TEXT PROVIDED -
********************

Saturday, August 12, 2017

Pirates Walks, Bops and Boots Result In 7-2 Thumping; Gregory Hurts Hammy

The Bucs went quietly in the first to rookie Chris Rowley. Trevor Williams hurt himself by walking the leadoff guy, Joey Bats; a one-out single sent the Blue Jay to third and grounder hit too weakly to turn into a DP plated a run. J-Bell led off with a triple, followed by a K and an at 'em ball, but Jordy came through, rolling a ball up the middle to tie it up. Trevo's command was still off - a beaned batter (on a 1-2 pitch) and then with two outs a single and back-to-back walks forced home another run; the second free pass came with Trevo up 0-2 on Josh Donaldson. Pittsburgh got a single in the third; the Jays sat down in order. Freeser singled in the fourth, but other than Gregory's loud out to center (which was ball four had he let it by; the Bucs aren't showing any plate discipline so far) was all the noise. It was 1-2-3 for Toronto. The Pirates went down without a peep in the fifth.

Trevor couldn't find the strike zone today (photo Pittsburgh Pirates)

Trevo began with a HBP, then a bloop that should have been caught dropped when Gregory's knee folded under him as he charged in; he had to leave the game. Oy vey, Buc outfield! And oy vey Trevo; another walk loaded 'em and a grounder scored two more Jays; again it was a potential inning-ending DP ball but Fraze threw away the relay on the turn. The Pirates got a walk and knock to chase Rowley in the sixth but Dominic Leone watered down the glowing embers. Trevo gave up a two-out knock that ended up moot.  JJ drilled a one-out two-bagger in the seventh that led to nothing. Joaquin Benoit came in and gave up a pair of one-out singles; the inning fell apart when a bleeder to third was thrown away by J-Hay, allowing two runs to score and leaving a runner on third where a sac fly brought him home. Aaron Loup stranded a pair of Pirates in the eighth with help from Ryan Tepera, who got the last out; AJ Schugel gave up a knock in an otherwise calm frame. Jordy homered of Leonel Campos as a last hurrah in the ninth.

********************

[Records from a collection]
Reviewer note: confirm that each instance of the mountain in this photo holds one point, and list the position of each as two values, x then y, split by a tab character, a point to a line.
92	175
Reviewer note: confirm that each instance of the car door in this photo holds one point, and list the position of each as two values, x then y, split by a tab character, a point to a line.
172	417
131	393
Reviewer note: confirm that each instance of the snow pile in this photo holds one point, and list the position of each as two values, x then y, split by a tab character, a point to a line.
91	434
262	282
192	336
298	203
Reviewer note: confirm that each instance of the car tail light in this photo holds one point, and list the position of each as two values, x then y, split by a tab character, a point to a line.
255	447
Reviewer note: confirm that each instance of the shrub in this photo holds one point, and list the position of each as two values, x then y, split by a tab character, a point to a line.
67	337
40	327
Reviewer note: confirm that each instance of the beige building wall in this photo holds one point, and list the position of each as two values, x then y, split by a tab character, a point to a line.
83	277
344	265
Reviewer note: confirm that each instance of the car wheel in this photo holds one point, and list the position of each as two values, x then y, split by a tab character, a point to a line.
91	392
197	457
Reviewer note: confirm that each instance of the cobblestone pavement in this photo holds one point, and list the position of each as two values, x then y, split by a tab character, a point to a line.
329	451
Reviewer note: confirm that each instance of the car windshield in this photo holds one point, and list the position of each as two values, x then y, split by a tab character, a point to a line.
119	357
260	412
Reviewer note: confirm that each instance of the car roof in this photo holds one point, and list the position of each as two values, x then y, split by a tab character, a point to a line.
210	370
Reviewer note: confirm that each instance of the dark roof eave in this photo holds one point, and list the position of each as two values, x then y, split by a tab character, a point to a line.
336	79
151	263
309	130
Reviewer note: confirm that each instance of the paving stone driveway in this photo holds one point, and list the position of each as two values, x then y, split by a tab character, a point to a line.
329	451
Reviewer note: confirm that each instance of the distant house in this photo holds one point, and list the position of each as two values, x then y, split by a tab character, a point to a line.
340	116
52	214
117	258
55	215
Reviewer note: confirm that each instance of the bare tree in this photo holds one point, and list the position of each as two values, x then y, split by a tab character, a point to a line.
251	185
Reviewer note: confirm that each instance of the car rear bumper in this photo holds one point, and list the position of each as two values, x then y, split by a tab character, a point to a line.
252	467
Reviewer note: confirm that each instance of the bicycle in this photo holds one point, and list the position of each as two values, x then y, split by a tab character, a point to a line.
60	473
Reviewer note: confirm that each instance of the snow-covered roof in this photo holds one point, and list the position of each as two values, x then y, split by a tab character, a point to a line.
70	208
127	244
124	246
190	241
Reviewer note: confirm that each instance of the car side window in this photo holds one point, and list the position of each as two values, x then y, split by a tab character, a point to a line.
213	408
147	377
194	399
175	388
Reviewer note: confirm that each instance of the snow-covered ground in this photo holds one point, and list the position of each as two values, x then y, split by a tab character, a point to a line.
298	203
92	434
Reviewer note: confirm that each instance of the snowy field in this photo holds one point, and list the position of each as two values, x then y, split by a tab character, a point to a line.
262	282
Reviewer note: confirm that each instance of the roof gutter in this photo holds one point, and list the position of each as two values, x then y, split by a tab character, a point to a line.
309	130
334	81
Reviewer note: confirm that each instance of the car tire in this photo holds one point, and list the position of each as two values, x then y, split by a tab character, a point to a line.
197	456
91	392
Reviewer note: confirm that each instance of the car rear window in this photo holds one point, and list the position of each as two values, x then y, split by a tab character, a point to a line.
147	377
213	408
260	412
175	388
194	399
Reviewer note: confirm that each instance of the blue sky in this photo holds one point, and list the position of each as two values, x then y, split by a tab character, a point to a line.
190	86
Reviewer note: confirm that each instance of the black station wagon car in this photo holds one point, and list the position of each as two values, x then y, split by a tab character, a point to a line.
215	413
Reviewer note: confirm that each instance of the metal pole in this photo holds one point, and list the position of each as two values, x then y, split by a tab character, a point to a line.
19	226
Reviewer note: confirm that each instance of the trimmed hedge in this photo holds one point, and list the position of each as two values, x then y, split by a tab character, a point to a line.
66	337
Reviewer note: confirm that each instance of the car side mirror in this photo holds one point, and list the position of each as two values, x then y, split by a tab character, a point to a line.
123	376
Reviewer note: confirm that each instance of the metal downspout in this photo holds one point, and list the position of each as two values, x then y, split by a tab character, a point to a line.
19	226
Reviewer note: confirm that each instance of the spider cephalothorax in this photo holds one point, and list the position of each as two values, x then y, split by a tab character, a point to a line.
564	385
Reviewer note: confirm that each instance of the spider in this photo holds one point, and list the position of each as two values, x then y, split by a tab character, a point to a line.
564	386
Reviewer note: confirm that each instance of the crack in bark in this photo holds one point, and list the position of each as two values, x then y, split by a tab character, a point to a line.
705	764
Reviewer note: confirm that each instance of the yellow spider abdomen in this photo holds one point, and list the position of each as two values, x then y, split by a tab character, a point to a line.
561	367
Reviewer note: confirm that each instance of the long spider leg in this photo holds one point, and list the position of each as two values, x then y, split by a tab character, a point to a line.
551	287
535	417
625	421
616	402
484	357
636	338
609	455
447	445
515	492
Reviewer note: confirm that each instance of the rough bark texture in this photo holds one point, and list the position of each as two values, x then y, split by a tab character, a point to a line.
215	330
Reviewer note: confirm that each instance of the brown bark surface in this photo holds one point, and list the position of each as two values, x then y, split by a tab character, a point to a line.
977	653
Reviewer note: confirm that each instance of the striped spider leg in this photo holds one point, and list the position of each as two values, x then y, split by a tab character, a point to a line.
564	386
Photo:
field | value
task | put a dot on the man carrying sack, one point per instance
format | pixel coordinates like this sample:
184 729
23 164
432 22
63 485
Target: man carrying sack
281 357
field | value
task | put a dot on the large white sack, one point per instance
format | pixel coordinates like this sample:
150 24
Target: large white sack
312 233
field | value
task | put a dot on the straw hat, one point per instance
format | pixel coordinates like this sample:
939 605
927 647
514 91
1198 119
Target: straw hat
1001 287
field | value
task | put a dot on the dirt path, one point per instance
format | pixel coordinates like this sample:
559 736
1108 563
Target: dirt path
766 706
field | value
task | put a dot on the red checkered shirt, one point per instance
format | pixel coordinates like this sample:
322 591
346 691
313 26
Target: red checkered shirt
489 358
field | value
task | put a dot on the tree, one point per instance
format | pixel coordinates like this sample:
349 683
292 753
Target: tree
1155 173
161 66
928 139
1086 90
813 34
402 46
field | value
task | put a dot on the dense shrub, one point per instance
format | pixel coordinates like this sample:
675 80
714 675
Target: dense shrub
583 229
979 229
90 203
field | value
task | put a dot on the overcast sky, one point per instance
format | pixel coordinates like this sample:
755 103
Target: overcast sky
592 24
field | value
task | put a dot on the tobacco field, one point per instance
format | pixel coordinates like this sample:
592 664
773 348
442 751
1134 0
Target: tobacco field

********************

ACTIONS TO TAKE -
1) Please extract a passage from the Pirates game recap word for word, starting at the words "The Bucs went" and ending after the words "in the fifth.".
2) According to the Pirates game recap, what happened to Gregory that forced him out of the game?
Rely only on the Pirates game recap when responding.

RESULTS BY TASK -
1)
The Bucs went quietly in the first to rookie Chris Rowley. Trevor Williams hurt himself by walking the leadoff guy, Joey Bats; a one-out single sent the Blue Jay to third and grounder hit too weakly to turn into a DP plated a run. J-Bell led off with a triple, followed by a K and an at 'em ball, but Jordy came through, rolling a ball up the middle to tie it up. Trevo's command was still off - a beaned batter (on a 1-2 pitch) and then with two outs a single and back-to-back walks forced home another run; the second free pass came with Trevo up 0-2 on Josh Donaldson. Pittsburgh got a single in the third; the Jays sat down in order. Freeser singled in the fourth, but other than Gregory's loud out to center (which was ball four had he let it by; the Bucs aren't showing any plate discipline so far) was all the noise. It was 1-2-3 for Toronto. The Pirates went down without a peep in the fifth.

2) His knee folded under him as he charged in on a bloop.